### TASK DESCRIPTION
Rewrite all of the rows below, replacing "with a marker" with "with a dot" everywhere it appears and changing nothing else, and leave the pictures out.

### RECORD EXCERPTS
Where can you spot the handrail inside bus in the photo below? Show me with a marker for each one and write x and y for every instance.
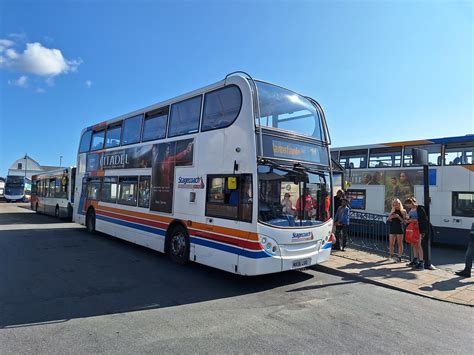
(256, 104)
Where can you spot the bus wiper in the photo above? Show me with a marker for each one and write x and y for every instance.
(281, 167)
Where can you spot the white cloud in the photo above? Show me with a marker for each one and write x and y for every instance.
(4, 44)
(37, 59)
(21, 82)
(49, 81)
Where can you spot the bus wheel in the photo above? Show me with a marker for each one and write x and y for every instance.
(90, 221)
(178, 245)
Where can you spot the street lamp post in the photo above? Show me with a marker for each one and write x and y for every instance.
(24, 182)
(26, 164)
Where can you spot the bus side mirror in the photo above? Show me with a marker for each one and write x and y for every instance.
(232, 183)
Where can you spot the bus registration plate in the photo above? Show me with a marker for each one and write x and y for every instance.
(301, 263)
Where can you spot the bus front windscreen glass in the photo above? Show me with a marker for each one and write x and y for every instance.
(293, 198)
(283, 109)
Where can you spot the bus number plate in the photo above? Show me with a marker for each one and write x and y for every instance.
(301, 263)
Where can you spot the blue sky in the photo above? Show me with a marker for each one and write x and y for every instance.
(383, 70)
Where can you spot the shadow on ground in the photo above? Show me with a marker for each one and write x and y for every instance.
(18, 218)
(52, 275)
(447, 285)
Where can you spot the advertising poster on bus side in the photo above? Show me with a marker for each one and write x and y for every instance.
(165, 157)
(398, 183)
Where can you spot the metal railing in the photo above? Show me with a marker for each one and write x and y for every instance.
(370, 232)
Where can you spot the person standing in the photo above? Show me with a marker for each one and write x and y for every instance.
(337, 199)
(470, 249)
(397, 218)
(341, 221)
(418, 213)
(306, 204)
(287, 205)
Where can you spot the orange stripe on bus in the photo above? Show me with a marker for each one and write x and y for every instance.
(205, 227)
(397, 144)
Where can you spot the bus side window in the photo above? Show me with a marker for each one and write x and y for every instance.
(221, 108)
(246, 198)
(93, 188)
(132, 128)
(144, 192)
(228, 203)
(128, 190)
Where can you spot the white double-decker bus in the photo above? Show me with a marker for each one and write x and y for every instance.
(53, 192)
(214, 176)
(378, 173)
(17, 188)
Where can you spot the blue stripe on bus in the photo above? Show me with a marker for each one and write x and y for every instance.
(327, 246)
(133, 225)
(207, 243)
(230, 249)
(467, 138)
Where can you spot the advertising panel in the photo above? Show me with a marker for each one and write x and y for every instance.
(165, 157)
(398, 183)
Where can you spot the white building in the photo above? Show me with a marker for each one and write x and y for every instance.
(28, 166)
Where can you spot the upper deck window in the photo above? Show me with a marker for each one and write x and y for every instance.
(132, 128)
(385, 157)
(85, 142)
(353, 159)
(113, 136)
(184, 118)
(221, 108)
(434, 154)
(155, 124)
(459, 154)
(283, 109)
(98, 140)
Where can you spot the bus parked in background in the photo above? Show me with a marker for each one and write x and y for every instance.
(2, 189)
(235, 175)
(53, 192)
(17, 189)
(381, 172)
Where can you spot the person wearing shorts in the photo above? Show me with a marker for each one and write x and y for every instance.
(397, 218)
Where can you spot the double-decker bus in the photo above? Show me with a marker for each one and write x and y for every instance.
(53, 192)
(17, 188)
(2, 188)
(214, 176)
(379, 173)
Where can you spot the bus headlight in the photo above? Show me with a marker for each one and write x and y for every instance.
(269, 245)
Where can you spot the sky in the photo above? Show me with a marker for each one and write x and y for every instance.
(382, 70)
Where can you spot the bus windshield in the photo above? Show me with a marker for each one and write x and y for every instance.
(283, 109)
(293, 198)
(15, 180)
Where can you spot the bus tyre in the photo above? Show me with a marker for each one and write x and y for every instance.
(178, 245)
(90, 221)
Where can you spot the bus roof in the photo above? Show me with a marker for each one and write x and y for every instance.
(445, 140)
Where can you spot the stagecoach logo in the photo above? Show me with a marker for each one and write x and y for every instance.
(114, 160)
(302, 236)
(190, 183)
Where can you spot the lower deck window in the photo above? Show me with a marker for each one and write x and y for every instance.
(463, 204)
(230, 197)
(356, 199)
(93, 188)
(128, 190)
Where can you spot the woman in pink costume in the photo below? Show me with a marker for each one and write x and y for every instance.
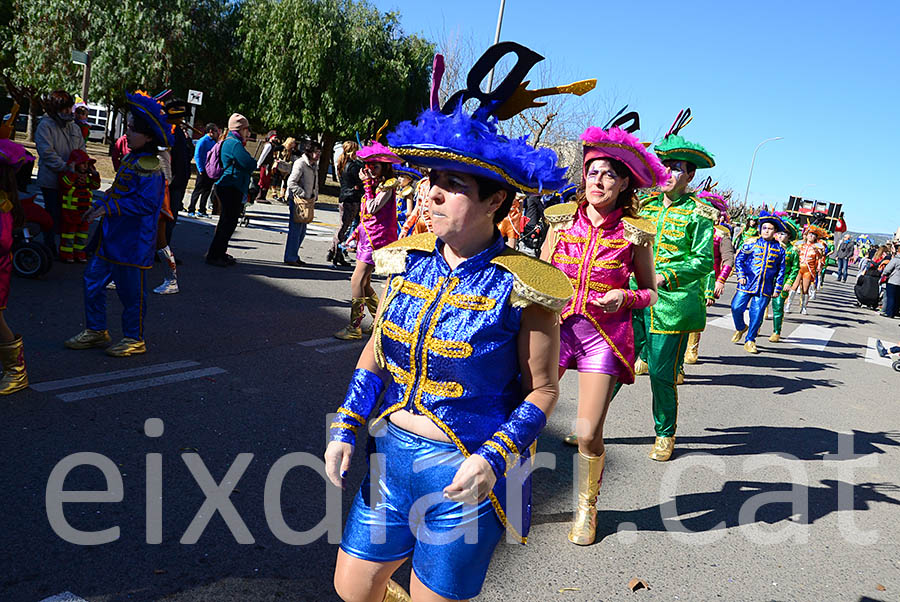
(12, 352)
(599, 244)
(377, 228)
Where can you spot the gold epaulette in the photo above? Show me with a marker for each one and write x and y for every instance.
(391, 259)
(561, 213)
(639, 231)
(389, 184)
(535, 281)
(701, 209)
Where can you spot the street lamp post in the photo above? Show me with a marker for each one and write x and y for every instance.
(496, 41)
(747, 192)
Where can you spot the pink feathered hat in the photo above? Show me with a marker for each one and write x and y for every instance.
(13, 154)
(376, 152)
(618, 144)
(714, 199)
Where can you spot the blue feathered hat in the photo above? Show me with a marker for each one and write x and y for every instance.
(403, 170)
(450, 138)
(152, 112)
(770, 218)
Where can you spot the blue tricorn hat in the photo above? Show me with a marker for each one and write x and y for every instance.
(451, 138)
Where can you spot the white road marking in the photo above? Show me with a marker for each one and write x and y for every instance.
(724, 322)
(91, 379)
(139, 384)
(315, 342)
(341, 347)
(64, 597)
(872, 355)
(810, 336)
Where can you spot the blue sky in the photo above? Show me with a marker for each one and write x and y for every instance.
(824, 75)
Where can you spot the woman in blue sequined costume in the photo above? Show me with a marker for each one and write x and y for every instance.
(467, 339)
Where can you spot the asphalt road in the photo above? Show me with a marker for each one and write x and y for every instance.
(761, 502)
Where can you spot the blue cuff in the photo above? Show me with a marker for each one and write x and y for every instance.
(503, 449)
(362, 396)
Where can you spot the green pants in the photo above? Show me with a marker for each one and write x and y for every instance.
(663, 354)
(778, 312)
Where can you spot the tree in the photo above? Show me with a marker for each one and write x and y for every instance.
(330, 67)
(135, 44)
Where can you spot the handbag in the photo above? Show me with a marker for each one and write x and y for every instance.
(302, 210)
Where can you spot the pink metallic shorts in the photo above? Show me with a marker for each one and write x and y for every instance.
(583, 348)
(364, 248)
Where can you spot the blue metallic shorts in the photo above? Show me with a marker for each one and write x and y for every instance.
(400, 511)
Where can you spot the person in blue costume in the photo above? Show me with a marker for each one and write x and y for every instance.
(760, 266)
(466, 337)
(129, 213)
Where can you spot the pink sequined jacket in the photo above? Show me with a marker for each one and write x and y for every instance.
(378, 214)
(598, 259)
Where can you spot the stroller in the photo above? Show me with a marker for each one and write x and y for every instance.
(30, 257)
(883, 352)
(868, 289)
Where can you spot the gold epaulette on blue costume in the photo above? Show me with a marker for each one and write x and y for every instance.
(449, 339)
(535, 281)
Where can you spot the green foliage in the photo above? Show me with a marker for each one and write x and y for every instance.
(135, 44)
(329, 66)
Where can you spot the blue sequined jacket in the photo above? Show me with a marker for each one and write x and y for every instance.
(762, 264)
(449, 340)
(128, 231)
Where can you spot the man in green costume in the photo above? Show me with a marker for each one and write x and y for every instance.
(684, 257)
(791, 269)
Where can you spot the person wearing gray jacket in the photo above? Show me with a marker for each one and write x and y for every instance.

### RESULT OF THE TASK
Where can you spot the handrail inside bus in the photo below? Show me with a dot for each one and write x and y for every instance.
(256, 104)
Where can you spot the bus wiper in the photo above? Show me with a dot for each one and write x and y for every instance.
(281, 167)
Where can you spot the white cloud in the photo above? Show me with a dot for each one and write x and y for every instance.
(4, 44)
(37, 59)
(21, 82)
(49, 81)
Where can you spot the bus wheel in the photo above? Show me with a dot for each one and write x and y for every instance.
(90, 221)
(178, 245)
Where can you spot the street lamp post in the photo above? Show me with a dot for each one and write x and y for every instance.
(24, 182)
(26, 164)
Where can you spot the bus side mirror in the photo above? Show me with a dot for each one and write x and y for every instance.
(232, 183)
Where can you spot the bus registration plate in the photo above? Show me with a dot for each one and write x and y for every instance.
(301, 263)
Where can you spot the bus front windscreen glass in the photo above? Show me with a dot for each one and write x and y for every instance.
(293, 198)
(283, 109)
Where can you spot the bus number plate in the photo above? Show me with a dot for each one and write x and y for every instance.
(301, 263)
Where can you spot the blue sky in the photo above? Show me with a dot for each one and write x and y for every instance.
(383, 70)
Where can you spot the shadow on ground in the photo above? Show me with a dot for each one and write x and y for every instance.
(18, 218)
(52, 275)
(447, 285)
Where can you spot the advertising poster on bus side in the photo above? Show me with a dot for each one and write x and y for every instance.
(165, 157)
(398, 183)
Where can you spot the metal railing in the photo above? Show me with a dot for each one and write x and y for every instance.
(370, 232)
Where can you spot the person standing in the photo above? Show me with a dot for each one and write x and y for every instance.
(337, 199)
(470, 249)
(397, 218)
(341, 221)
(418, 213)
(306, 204)
(287, 205)
Where can you spot the orange stripe on bus in the photo above? Show me with a dot for each one and write x and y for every instance.
(205, 227)
(397, 144)
Where can you spot the bus side window in the photo above? Show me with a dot for each one and write x and y for every instance.
(221, 108)
(246, 198)
(93, 188)
(132, 128)
(144, 192)
(228, 203)
(128, 190)
Where can you spot the white double-decker bus in the photo above? Show me with a dot for each one and write x and y for every instance.
(53, 192)
(214, 176)
(378, 173)
(17, 188)
Where can you spot the blue stripe on bus in the photo above? Show me with a dot for each one and write x and y for every instance.
(327, 246)
(133, 225)
(207, 243)
(230, 249)
(467, 138)
Where can you spot the advertising panel in the photo above? Show me with a dot for each one and write x and y for every instance.
(165, 157)
(398, 183)
Where can you spot the white building in the photo above? Show me with a dot for each one and write x and y for every instance.
(28, 166)
Where can you spot the upper deck window in the photo above? Show me with a dot for each one and write x and y for every instance.
(132, 128)
(385, 157)
(85, 142)
(353, 159)
(113, 136)
(184, 118)
(221, 108)
(434, 154)
(155, 124)
(459, 154)
(283, 109)
(98, 140)
Where can you spot the bus parked in background in the photo above? Show me with a dot for each one and write x and y for every instance.
(2, 189)
(235, 175)
(53, 192)
(17, 189)
(381, 172)
Where can you spot the person wearing shorts in the photo above? Show me with a dot for each one and write x and y for every instance.
(397, 218)
Where can you spot the double-decker bus in the photo above? Show me with a dot for each one and write x and y for every instance.
(53, 192)
(17, 188)
(2, 188)
(214, 176)
(379, 173)
Where can you spot the bus headlight in the photo above? Show me with a dot for each one and write x and y for every instance.
(269, 245)
Where can you spot the sky in the photo above? Show me with a dot for each one and write x and y for every instance.
(382, 70)
Where can you spot the bus windshield in the photo above? Show me with a dot for each one and write x and y for every instance.
(283, 109)
(293, 198)
(15, 180)
Where can you spot the bus tyre in the photo above? Show me with a dot for each one and write x and y for every instance.
(178, 245)
(90, 221)
Where can you spot the bus roof in the photo above? Show me with a dot for each one and write x and y for every instance.
(445, 140)
Where can you spot the stagecoach logo in the photo above? Show me with a dot for each one and write x and y for every instance.
(114, 160)
(302, 236)
(190, 183)
Where can you spot the lower deck window in the photo above? Show me with a dot for each one and write x and y for every instance.
(463, 204)
(230, 197)
(356, 199)
(93, 188)
(128, 190)
Where can you spot the woman in pink costume in the photo below? Show me with a dot for each one and write x and y for every instance.
(12, 352)
(599, 244)
(377, 228)
Where can you spot the gold epaulette in the photo above? Show me with a dot for each one and write x and y for every instance.
(391, 259)
(561, 213)
(639, 231)
(389, 184)
(535, 281)
(701, 209)
Where can you spot the street lamp post in the photo above? Show me with a dot for each one and write x and y for every instance.
(496, 41)
(747, 192)
Where can you spot the pink feathered hat in the photo above? Show me with a dot for each one and write x and y for every instance.
(13, 154)
(376, 152)
(618, 144)
(714, 199)
Where can you spot the blue feathered hat in the photo above? Show me with a dot for each one and write x and y for every instance.
(403, 170)
(450, 138)
(152, 112)
(770, 218)
Where can you spot the blue tricorn hat in the photo above? Show me with a dot for each one and write x and y for every instance.
(451, 138)
Where can you spot the white road marking in the photo above? Show me with a dot for each one and write x and y for every instance.
(724, 322)
(91, 379)
(139, 384)
(315, 342)
(341, 347)
(64, 597)
(872, 355)
(810, 336)
Where can you spot the blue sky in the photo above? Show me with a dot for each one and write x and y for every instance.
(824, 75)
Where can you spot the woman in blue sequined costume in the photo above? Show me with a dot for each one and write x and y for every instance.
(467, 339)
Where can you spot the asphalt road in the photo above? Show me with a dot for each one and write x and y for every instance.
(761, 502)
Where can you spot the blue cuff in the photo above? Show me with a dot for each one and write x and y for every instance.
(503, 449)
(362, 396)
Where can you spot the green pants in the photo above? Show me with a dot for each one and write x and y for every instance.
(663, 354)
(778, 312)
Where can you spot the tree in the photo above? Show me with a dot for each one and write x and y for every instance.
(330, 67)
(135, 44)
Where can you spot the handbag in the photo above? Show me with a dot for each one and write x and y for every instance.
(302, 210)
Where can you spot the pink metallic shorts in the photo above? Show me with a dot for each one and write x and y for every instance.
(583, 348)
(364, 248)
Where can you spot the blue metallic shorts in the photo above? Show me with a dot for each one and write x and y for every instance.
(400, 511)
Where can you spot the person in blue costume in the photo above? Show me with a dot for each one and write x and y for every instance.
(760, 266)
(466, 337)
(129, 213)
Where can you spot the pink sequined jacket in the photo above? Show me with a dot for each one and write x and y for every instance.
(378, 214)
(598, 259)
Where can you spot the stroller in the photo above? Show me with a dot for each one and write x and y for every instance.
(30, 257)
(883, 352)
(868, 289)
Where can you spot the gold epaulette on blue costume in the photo above? Show me with a dot for each one and write x and y for every instance.
(449, 339)
(535, 281)
Where can you spot the green foliage in the photo above? Show me with a dot for each one and write x and y for every instance.
(135, 44)
(329, 66)
Where can you spot the blue sequined jacket in the photo above? Show me with a dot for each one and write x and y for every instance.
(762, 264)
(449, 340)
(128, 231)
Where can you spot the man in green costume in the photo above? Show me with a dot for each one and write x and y for every instance.
(684, 257)
(791, 269)
Where can you spot the person wearing gray jacket in the photo above? Show me with a dot for each one and write x and y for every instance.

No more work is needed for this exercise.